# Bike and rider combo = 125 years



## Velobike (Jun 23, 2007)

Now that I'm getting old and frail, I thought I'd try this riding with gears business, and that new fangled suspension. I've always wanted a downhill bike.

So let's start with some moderate single track.



What a disappointment! It can't clear a jump, doesn't like little 5' drops, and the only good thing is that the rim polishers provide a slight amount of retardation on steep descents. As for the gears, I broke 25% of them in the first 3 miles.

Then it was on to the real scary stuff. Here I'm about to ride into the Path of Stinging Nettle Hell. Why did I wear short sleeves? Is it so I can still "enjoy" the sensation several hours later?

One good thing though - the fenders worked well in the next section - Horsesh*t Alley, narrow singletrack bordered by thorns and thistles and a popular place for local riders to deposit their horse exhaust. This gives you a choice of riding through a steaming pile or swerving to the side into the thorns and thistles. Luckily I was wearing a short sleeved shirt because then all the bleeding didn't stain my shirt.



I won the lottery of Bovine Dung Boulevard though. The byre was empty so there wasn't the usual malodorous slurry sheeting across the path.

And then a nice green lane for a few more miles to the local bike shop to get some parts. I was scandalised to discover they do not stock the part I needed. Don't know how these bike shops stay in business, you'd think they would have a 1965 Sturmey-Archer FW indicator rod handy to the counter, but no, and they don't even know the part number, they had to look it up. Tsk tsk.



I decided you can keep your modern downhill bikes, it's too dangerous, I'm going back to singlespeed and rigid. I think my next ride combo will be 150 years+

(The real story - I bought this 1965 Moulton a couple of weeks ago. After a bit of fettling decided to take it for a ride. Being unable to resist a dirt track the poor thing ended up spending most of the day getting dirty. It's probably not a good way to treat such an old bike, but if it breaks, I can fix it, so no harm.
There is some hyperbole above but only in relation to jumps and drops.  )


----------



## chazpat (Sep 23, 2006)

You had a lot of fun, didn't you? 

Thanks for sharing.


----------



## cyclelicious (Oct 7, 2008)

Love Moultons! Quirky for sure. I've seen a few here in Toronto


----------



## cyclelicious (Oct 7, 2008)

I spotted 2 Moultons today

1) steel

The picnic basket is irresistible to bears 








2) Aluminium


----------



## bitflogger (Jan 12, 2004)

Some suspension under the seat. I believe the bike and rider combo is 110 years.


----------

# [Problems to solve]
• a. Do these statements agree with the forum thread? Answer yes or no for each and quote the deciding words. (i) The bike in the ride was bought a couple of weeks before the post. (ii) The bike shop had the part that was needed. (iii) The byre on Bovine Dung Boulevard was empty.
• b. According to the forum thread, what year is the Moulton that Velobike rode?

Location identification items:
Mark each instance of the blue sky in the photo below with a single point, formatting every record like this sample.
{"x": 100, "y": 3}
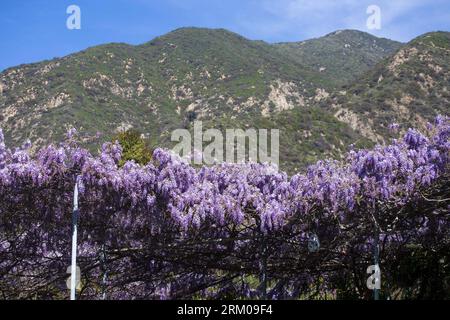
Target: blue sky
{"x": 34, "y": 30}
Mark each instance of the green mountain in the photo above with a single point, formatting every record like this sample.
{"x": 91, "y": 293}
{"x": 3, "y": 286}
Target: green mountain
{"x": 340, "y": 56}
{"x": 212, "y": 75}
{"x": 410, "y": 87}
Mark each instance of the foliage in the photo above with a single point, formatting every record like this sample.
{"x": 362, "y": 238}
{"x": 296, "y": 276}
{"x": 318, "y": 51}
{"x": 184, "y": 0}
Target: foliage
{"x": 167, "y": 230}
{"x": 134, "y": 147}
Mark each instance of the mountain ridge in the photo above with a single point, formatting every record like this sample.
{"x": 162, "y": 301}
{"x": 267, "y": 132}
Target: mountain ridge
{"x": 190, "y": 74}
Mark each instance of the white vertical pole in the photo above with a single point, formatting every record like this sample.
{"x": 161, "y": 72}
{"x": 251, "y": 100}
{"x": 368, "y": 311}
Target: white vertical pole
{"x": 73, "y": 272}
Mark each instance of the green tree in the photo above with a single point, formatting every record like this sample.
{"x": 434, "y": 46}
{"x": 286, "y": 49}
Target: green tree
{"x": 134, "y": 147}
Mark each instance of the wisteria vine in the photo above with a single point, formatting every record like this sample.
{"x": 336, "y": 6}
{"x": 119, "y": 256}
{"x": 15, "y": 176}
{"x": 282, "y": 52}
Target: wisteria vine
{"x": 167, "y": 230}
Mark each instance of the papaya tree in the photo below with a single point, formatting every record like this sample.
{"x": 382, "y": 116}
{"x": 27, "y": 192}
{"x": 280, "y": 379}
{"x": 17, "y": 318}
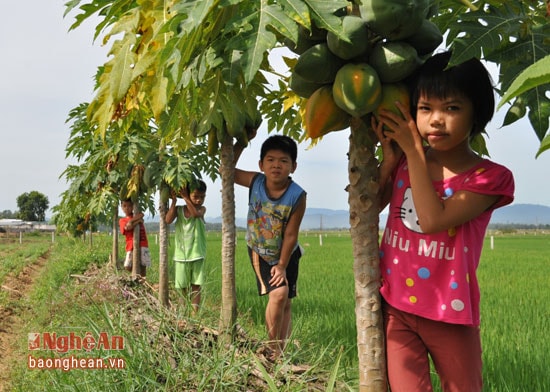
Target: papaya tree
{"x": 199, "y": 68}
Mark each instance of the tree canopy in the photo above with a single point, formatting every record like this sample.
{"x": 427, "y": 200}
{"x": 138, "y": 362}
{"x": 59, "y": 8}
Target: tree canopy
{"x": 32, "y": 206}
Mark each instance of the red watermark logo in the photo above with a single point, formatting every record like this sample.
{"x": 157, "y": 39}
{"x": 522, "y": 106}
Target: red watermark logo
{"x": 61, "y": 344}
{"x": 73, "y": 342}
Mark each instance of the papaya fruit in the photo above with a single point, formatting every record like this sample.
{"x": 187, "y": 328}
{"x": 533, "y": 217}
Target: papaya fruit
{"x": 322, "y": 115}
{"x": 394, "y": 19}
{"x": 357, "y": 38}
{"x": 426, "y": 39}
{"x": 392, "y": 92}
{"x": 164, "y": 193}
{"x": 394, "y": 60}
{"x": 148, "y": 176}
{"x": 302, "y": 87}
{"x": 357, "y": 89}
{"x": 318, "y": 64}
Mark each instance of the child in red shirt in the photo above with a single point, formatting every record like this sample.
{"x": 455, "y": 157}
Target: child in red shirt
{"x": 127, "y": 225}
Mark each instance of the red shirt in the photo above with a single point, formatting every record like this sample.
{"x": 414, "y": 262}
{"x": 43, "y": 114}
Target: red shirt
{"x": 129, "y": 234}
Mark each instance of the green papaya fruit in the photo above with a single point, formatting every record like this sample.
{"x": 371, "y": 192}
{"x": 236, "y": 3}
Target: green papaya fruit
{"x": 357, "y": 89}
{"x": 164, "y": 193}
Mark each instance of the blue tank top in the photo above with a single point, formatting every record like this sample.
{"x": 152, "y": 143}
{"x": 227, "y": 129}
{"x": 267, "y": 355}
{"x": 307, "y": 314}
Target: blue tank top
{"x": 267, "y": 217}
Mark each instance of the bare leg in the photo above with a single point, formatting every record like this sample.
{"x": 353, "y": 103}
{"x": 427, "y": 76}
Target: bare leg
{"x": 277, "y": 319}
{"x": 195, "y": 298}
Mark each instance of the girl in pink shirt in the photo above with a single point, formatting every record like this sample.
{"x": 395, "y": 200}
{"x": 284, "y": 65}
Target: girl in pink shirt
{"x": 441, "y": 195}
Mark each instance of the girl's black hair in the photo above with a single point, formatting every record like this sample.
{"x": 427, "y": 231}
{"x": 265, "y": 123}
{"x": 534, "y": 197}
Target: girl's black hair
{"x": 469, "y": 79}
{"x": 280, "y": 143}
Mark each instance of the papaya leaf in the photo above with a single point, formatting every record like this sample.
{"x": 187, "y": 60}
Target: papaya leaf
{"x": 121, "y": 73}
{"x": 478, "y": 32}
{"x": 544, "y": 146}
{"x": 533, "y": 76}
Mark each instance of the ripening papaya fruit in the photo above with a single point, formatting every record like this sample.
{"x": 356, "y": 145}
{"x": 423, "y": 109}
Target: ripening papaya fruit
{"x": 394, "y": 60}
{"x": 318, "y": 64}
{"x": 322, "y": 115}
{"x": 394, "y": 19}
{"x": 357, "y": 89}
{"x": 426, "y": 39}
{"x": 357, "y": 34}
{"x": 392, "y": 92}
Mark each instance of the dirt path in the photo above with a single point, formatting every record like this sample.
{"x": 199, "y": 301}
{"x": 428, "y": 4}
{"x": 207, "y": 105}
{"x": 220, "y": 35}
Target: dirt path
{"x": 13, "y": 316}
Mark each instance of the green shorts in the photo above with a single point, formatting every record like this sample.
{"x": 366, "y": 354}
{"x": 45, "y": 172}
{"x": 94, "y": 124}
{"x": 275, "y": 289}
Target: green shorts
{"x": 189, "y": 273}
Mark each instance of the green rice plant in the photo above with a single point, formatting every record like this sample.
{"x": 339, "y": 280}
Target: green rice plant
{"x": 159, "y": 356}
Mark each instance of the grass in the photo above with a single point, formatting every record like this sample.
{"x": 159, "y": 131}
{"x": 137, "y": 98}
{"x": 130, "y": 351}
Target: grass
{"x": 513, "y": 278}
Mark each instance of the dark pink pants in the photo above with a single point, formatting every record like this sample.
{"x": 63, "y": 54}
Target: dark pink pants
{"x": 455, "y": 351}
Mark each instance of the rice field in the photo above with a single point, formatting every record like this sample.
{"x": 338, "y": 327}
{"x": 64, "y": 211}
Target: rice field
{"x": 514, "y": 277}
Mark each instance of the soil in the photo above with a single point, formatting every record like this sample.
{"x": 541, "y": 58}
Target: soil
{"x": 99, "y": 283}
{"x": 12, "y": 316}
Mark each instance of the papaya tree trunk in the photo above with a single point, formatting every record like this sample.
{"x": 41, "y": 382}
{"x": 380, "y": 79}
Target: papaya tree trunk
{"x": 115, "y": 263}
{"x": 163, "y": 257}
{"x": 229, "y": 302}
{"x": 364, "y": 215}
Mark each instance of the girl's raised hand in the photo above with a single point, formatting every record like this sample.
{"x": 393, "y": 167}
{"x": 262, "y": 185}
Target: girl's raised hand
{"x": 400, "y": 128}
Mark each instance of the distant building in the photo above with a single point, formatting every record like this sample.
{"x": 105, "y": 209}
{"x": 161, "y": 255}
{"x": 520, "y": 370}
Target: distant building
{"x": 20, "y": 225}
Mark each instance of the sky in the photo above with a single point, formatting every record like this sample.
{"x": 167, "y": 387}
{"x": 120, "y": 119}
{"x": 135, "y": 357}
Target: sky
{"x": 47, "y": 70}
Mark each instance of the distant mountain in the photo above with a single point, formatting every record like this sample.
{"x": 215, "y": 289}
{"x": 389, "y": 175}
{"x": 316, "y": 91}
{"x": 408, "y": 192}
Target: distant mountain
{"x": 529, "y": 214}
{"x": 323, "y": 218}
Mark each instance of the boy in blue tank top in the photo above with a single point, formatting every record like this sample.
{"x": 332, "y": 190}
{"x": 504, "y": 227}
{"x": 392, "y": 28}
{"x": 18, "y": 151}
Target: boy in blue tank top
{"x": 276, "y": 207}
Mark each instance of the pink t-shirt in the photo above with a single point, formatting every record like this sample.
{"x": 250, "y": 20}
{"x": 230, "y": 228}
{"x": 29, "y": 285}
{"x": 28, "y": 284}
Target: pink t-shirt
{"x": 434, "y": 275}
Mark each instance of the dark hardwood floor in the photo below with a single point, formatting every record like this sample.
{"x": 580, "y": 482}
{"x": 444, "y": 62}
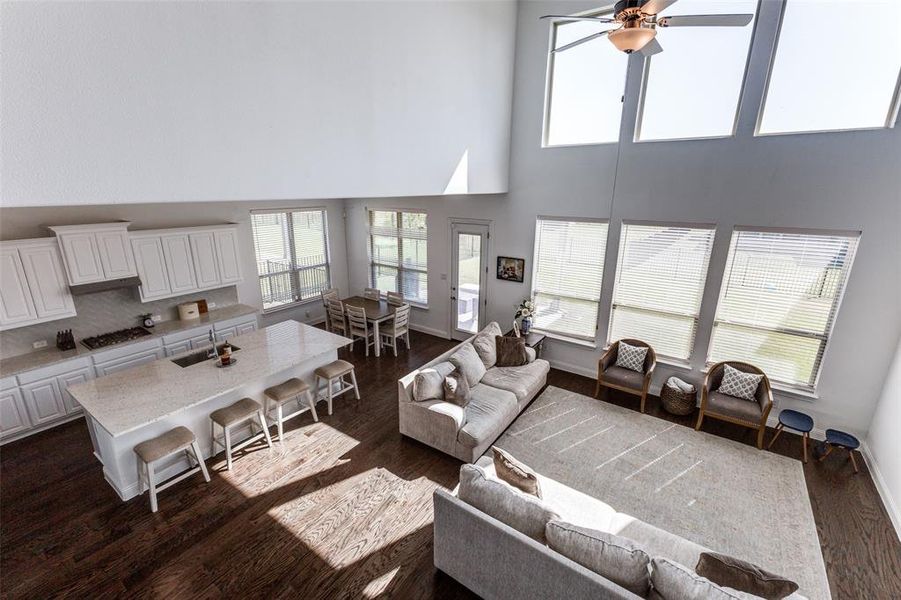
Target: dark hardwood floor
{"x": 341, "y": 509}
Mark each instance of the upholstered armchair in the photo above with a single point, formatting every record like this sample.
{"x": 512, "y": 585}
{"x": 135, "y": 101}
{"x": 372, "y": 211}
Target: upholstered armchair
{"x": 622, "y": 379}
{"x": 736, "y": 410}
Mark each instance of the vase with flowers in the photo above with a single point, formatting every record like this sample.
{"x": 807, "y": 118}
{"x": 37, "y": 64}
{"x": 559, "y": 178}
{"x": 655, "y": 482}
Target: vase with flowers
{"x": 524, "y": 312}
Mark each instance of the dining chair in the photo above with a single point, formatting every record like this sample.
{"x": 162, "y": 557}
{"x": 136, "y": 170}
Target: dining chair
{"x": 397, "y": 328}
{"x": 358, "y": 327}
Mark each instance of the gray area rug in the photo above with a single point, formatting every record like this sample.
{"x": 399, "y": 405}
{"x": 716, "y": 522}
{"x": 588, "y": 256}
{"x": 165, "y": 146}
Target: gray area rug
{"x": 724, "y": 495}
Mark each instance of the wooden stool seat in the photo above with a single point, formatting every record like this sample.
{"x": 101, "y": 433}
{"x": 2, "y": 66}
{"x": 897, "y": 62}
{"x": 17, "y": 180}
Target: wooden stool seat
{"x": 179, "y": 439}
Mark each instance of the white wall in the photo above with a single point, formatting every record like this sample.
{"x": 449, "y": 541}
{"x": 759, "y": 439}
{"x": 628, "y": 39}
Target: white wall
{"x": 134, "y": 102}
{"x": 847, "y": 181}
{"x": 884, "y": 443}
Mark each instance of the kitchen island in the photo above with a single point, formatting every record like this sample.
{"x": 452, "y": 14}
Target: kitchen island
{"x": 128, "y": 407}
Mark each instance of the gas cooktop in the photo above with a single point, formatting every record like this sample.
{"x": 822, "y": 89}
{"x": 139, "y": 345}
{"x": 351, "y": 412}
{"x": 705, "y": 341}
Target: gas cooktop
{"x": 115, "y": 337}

# [Answers provided]
• a.
(i) Yes: "I bought this 1965 Moulton a couple of weeks ago."
(ii) No: "I was scandalised to discover they do not stock the part I needed."
(iii) Yes: "The byre was empty so there wasn't the usual malodorous slurry sheeting across the path."

• b. 1965